This is a relatively new failure mode where professional appearance becomes decoupled from professional rigor. And customers can't easily tell the difference until something breaks.


If vibe coding is shipping code that you don't understand and can't ensure it's safety,

And if this part was simply 3d scanned and printed in whatever material seemed strongest,

Then it could be an apt analogy


I think a more useful definition of vibe coding is "something you can do when it really doesn't matter". Which requires a hell of a lot of judgement to know when it doesn't.

Installing life-critical parts of shoddy engineering into a vital system of your airplane is a good example of when things do matter.


> blame ... the negligence of the company that created and sold this part

That should be so obvious that I wonder if it was DIY by the pilot.


https://en.wikipedia.org/wiki/Cozy_MK_IV

> The Cozy Mark IV is a 4-seat, single engine, homebuilt light aircraft [...] The aircraft is built from plans using basic raw materials. It is not a kit aircraft

You could scarcely get more DIY than this aircraft. Home-built, and not even from a kit - the builder gets to lay up every part in glass fibre themselves, by hand. And this guy had been flying it for 26 years.

It sounds like the guy was sold a part 3D printed in the wrong plastic, and it melted. He thought it was ABS, but it melted at the temperatures PLA melts at. If your engine air inlet is made of plastic that melts at 54°C (130°F) you're going to have a bad time.

It's easy to imagine how a chaotic 3D printing business might have run off a test part in a cheaper black plastic, then a confused worker could have stored the test part in with the other 'identical' parts in a different black plastic.

The 'serious' aerospace industry avoids this with lots of paperwork and procedure; when an airline maintains an airbus plane, they use only airbus-approved parts from airbus-approved sources with a paperwork trail confirming they were inspected for being-the-right-material using an approved procedure. I don't know if the home-built aircraft community would be eager to adopt those practices, though.


> The Cozy Mk IV light aircraft was destroyed after its plastic air induction elbow, bought at an air show in North America, collapsed.


> That should be so obvious that I wonder if it was DIY by the pilot.

I don't know how the regulatory environment is in the UK for experimental craft (this is considered to be "experimental" category in the US and Canada), but yes, the idea behind an experimental is that everything is DIY.

WHAT YOU SHOULD DO – Please continue the discussion above about the 3D-printed air induction elbow that collapsed on the homebuilt Cozy Mk IV, picking up after its final sentence.

SUPPLIED INFORMATION –

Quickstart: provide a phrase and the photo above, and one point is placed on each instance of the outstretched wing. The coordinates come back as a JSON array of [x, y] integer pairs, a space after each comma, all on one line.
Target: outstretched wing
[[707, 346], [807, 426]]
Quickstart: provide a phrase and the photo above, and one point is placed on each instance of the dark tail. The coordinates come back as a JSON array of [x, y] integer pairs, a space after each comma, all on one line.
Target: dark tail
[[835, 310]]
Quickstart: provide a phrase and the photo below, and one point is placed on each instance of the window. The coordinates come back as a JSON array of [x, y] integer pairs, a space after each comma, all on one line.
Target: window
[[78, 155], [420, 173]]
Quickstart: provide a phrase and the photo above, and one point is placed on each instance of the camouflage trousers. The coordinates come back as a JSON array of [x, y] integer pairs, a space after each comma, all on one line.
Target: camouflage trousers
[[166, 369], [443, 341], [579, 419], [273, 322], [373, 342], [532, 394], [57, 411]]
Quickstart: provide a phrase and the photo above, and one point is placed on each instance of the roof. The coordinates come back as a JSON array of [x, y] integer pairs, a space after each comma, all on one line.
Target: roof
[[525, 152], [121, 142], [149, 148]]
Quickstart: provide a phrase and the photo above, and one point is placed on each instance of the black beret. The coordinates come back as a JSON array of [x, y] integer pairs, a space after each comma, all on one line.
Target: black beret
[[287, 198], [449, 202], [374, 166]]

RESPONSE BOX –
I have an experimental, and I can do close to anything I want. What I can't do is complain when my plane crashes because I installed a part that isn't fit for duty. I, as the owner and operator, am the one that signs off on the airworthiness of the plane.

E.G. If I install a Cessna part on my plane, and that is the cause of a crash, that is my fault from the point of view of the FAA.

There may be legal considerations outside of airworthiness and flight rules, but as far as the FAA is concerned (or would be if this had happened in the US), the manufacturer of a part is off the hook once the thing is installed on an experimental.


>> This part could have likely been fine if it used a different material such as Ultem.

Maybe, but FDM printed parts are still much weaker than molded parts. We tried printing some coolant pump housings once during development. They worked fine until the pressure went up and then layers separated and someone got to clean the lab. At least an air intake is gonna have negative pressure which might help hold the layers together.


but it didn't fail because of stress. It failed exactly because it was made from wrong material. If the exact same part was injection molded from the same material it would melt too


It’s also a validation failure as well, because somebody assumed that the 3d-printed part could work as intended without validating it under various use-cases and situations.

Looks like they would like to make the early flight mistakes themselves instead of following air worthiness guidelines.


Vibe coding can make code that is suitable for production. 3d printed plastic can not be a substitute for a fiberglass-metal part.


It absolutely can. Not all 3D printing is kids' toys.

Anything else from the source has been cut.